Aim of the task:
Reproduce the listing below with every "signal-timing review" changed to "insect survey" and nothing else altered.

Available records:
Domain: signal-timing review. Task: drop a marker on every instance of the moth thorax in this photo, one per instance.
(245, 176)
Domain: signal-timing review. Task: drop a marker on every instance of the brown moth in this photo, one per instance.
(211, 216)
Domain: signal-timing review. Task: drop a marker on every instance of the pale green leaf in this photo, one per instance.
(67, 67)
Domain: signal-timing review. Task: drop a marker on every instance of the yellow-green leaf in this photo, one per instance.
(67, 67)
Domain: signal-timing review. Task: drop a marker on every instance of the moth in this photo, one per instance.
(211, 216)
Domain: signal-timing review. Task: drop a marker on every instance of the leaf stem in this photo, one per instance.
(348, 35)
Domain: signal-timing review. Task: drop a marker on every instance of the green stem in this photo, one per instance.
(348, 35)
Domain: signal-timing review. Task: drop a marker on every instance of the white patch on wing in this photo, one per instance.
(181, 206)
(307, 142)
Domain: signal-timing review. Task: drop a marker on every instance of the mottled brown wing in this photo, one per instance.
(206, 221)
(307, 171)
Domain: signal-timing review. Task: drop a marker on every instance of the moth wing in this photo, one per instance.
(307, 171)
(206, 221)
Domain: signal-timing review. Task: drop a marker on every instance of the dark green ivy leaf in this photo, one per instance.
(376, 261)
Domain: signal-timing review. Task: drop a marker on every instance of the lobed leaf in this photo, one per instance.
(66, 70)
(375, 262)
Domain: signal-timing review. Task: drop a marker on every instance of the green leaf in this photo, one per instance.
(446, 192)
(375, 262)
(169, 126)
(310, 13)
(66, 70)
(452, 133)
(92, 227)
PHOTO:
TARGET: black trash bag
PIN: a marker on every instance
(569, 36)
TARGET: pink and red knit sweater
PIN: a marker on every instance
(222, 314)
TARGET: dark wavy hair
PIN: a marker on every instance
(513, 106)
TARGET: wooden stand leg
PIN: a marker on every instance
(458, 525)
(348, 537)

The response:
Domain: insect survey. Task: drop a marker on every instance of the moth thorax in this photo, one per instance.
(245, 176)
Domain: insect survey. Task: drop a marker on every instance of the brown moth in this photo, one per instance.
(211, 216)
Domain: insect survey. Task: drop a marker on every instance of the pale green leaf in this photo, one per instance.
(67, 67)
Domain: insect survey. Task: drop a marker on every instance of the yellow-green leaf in this photo, one per instance.
(67, 67)
Domain: insect survey. Task: drop a marker on every instance of the moth in this photo, one per instance.
(211, 216)
Domain: insect survey. Task: drop a marker on every instance of the leaf stem in this photo, one per instance.
(348, 35)
Domain: insect survey. Task: drop a marker on every instance of the green stem in this photo, one per instance.
(348, 35)
Domain: insect survey. Task: drop a marker on every instance of the white patch on wing in this photo, one per instance.
(181, 206)
(307, 142)
Domain: insect survey. Task: drop a marker on every instance of the mottled brown wing in this photo, one per instance.
(206, 221)
(307, 171)
Domain: insect survey. Task: drop a marker on every instance of the moth wing in this photo, one per instance.
(307, 171)
(206, 221)
Domain: insect survey. Task: drop a marker on every instance of the dark green ivy leaf in this photo, one per instance.
(376, 261)
Domain: insect survey. Task: drop a marker on every instance of the lobed leaf in this photo, one per instance.
(66, 70)
(375, 262)
Domain: insect survey. Task: drop a marker on every instance of the green leaf in this photo, one per instance.
(446, 192)
(375, 262)
(169, 126)
(310, 13)
(66, 70)
(452, 133)
(92, 227)
PHOTO:
TARGET: black trash bag
PIN: a marker on every instance
(569, 36)
TARGET: pink and red knit sweater
PIN: a marker on every instance
(222, 314)
TARGET: dark wavy hair
PIN: a marker on every instance
(513, 106)
TARGET: wooden stand leg
PIN: a marker on every instance
(458, 525)
(348, 537)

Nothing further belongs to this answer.